--- Aim of the exercise ---
From the first line onward, reproduce the records exactly; the final line to include is the one holding "Target: man's hair".

--- Given data ---
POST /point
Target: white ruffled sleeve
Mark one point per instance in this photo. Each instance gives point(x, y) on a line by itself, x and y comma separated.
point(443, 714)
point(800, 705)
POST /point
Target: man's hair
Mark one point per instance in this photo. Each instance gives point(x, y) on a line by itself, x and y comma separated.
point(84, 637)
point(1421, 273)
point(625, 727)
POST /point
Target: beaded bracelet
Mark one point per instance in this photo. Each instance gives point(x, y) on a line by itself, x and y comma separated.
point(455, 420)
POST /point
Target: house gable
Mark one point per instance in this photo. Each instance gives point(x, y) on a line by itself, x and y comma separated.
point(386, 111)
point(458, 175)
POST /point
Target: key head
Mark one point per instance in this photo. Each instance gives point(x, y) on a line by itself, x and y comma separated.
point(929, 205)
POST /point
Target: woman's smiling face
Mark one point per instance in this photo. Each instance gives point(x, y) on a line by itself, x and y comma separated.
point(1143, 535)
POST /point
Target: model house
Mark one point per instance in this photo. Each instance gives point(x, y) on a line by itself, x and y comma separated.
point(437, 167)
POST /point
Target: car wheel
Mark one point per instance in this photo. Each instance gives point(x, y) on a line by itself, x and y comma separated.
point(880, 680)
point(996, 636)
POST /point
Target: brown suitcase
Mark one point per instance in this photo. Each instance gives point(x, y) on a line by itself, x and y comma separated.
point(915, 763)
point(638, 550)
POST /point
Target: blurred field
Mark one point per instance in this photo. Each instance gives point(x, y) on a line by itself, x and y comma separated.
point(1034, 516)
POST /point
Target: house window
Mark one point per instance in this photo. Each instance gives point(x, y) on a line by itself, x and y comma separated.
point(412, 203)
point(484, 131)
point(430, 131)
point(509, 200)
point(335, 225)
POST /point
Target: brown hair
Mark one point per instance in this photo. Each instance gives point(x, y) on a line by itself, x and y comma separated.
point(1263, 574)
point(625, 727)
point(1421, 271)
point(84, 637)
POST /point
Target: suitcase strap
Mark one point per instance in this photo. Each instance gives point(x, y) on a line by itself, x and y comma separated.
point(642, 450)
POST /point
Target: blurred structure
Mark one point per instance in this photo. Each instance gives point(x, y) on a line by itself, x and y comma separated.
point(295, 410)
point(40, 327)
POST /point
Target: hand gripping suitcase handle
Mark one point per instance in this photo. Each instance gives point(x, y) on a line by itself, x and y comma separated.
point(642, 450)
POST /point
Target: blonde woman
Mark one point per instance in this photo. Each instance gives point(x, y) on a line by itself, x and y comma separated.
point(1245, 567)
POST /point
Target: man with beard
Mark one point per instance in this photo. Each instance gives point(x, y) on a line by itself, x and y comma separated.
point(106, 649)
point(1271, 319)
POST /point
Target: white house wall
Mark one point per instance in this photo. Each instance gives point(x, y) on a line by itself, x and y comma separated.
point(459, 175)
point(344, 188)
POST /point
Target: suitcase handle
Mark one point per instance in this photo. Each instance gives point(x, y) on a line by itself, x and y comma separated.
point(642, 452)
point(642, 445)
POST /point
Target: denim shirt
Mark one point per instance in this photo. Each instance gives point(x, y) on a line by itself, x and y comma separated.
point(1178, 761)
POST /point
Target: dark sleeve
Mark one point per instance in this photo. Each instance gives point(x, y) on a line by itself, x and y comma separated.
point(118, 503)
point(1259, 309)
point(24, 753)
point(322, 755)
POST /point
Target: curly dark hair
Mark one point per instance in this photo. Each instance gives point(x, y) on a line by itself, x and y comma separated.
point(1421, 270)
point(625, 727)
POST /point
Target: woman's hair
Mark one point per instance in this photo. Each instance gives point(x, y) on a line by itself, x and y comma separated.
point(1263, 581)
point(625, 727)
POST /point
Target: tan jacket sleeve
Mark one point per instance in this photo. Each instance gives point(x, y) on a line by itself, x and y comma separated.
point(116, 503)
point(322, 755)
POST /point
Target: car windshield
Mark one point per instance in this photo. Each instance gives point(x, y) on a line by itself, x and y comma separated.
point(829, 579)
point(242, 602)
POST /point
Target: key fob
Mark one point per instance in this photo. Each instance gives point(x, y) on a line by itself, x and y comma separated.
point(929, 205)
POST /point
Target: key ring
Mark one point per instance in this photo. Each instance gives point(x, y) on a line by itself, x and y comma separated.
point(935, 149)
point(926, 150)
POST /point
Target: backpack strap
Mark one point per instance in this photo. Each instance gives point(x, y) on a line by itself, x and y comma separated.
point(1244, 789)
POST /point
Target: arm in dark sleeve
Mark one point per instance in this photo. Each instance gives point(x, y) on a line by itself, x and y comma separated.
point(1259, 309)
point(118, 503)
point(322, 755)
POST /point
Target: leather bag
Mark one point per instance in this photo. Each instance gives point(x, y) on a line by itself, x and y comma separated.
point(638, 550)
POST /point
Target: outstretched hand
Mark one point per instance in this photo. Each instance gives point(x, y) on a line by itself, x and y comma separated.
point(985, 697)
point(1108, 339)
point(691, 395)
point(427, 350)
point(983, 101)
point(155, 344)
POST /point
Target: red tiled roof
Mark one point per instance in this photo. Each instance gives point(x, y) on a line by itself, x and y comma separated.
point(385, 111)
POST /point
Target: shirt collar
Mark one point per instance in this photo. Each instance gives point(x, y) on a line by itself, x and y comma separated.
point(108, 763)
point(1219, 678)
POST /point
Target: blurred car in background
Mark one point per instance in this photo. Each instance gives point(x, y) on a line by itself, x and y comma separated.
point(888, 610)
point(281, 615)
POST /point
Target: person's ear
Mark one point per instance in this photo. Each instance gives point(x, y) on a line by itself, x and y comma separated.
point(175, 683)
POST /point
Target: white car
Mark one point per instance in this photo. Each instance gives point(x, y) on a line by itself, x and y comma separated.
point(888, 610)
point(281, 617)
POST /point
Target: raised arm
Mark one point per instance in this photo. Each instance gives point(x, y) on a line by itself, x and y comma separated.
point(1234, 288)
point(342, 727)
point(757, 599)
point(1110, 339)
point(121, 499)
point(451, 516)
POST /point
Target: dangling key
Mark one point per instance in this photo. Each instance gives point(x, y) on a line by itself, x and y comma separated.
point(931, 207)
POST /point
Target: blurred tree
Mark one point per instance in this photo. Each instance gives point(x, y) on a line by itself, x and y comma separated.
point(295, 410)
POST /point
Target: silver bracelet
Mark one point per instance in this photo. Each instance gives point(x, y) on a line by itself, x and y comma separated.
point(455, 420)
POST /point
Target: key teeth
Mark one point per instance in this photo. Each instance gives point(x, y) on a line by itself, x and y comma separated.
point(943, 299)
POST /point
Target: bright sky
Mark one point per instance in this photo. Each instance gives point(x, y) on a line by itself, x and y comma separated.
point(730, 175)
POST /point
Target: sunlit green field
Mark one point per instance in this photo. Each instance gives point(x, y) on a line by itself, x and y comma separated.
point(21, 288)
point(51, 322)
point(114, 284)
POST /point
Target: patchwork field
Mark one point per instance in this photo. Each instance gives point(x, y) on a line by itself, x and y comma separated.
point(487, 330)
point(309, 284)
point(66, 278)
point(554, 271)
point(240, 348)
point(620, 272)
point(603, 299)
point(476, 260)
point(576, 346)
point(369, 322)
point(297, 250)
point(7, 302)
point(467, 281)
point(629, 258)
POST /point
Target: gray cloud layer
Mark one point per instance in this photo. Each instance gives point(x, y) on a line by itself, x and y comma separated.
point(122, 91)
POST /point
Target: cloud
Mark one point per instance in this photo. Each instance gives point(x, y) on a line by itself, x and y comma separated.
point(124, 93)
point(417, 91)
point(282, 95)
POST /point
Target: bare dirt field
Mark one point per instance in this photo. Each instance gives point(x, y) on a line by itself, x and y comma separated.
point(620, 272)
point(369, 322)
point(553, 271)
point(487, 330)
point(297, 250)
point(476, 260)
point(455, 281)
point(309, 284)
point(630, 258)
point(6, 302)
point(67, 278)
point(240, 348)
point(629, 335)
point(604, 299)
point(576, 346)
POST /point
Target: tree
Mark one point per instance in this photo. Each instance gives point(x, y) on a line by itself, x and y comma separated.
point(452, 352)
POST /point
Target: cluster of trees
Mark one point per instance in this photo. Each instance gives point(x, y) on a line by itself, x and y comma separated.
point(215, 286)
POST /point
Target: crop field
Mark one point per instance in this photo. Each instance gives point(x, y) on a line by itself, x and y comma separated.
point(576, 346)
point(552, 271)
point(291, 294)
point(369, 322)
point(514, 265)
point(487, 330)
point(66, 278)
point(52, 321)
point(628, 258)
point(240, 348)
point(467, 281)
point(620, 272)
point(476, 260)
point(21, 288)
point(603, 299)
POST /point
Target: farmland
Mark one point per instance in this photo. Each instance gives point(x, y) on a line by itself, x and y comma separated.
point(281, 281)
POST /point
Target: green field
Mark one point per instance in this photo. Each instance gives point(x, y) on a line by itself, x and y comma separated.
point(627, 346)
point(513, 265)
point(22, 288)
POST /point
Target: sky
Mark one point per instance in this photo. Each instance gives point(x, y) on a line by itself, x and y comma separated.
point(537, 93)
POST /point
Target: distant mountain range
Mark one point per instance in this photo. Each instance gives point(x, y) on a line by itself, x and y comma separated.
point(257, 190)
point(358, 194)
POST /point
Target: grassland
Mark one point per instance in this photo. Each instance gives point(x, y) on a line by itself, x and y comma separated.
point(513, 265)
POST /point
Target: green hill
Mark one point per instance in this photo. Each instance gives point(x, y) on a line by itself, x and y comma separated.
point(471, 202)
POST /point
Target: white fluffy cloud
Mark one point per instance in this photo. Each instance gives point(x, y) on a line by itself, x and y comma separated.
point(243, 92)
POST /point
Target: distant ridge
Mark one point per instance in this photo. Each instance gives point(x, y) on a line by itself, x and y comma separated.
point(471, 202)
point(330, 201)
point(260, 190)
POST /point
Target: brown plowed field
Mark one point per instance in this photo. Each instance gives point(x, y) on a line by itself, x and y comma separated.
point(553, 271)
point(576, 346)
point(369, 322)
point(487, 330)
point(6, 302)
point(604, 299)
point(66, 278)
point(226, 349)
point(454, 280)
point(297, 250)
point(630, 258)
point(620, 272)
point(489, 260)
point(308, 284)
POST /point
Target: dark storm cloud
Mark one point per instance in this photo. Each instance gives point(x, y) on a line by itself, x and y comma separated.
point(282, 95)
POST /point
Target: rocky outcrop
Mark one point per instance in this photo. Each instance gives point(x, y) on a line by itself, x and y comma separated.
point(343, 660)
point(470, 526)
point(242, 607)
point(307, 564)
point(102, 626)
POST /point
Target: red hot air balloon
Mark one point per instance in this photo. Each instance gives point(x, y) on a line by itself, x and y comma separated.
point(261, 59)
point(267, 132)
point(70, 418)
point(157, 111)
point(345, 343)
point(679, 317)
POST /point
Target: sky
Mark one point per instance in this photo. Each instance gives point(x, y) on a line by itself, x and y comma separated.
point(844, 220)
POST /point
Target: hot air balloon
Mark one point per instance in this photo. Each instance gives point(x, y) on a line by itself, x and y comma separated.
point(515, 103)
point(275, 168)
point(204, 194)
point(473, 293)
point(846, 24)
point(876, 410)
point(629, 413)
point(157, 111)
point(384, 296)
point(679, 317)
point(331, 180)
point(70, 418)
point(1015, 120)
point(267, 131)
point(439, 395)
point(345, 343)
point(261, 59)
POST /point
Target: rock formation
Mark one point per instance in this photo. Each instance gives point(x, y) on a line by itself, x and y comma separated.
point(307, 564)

--- Task result ---
POST /point
Target: white ruffled sleeve
Mark one point per instance in this photo. Each instance gives point(x, y) on a line by itself, x and y comma separated.
point(443, 714)
point(800, 705)
POST /point
Target: man's hair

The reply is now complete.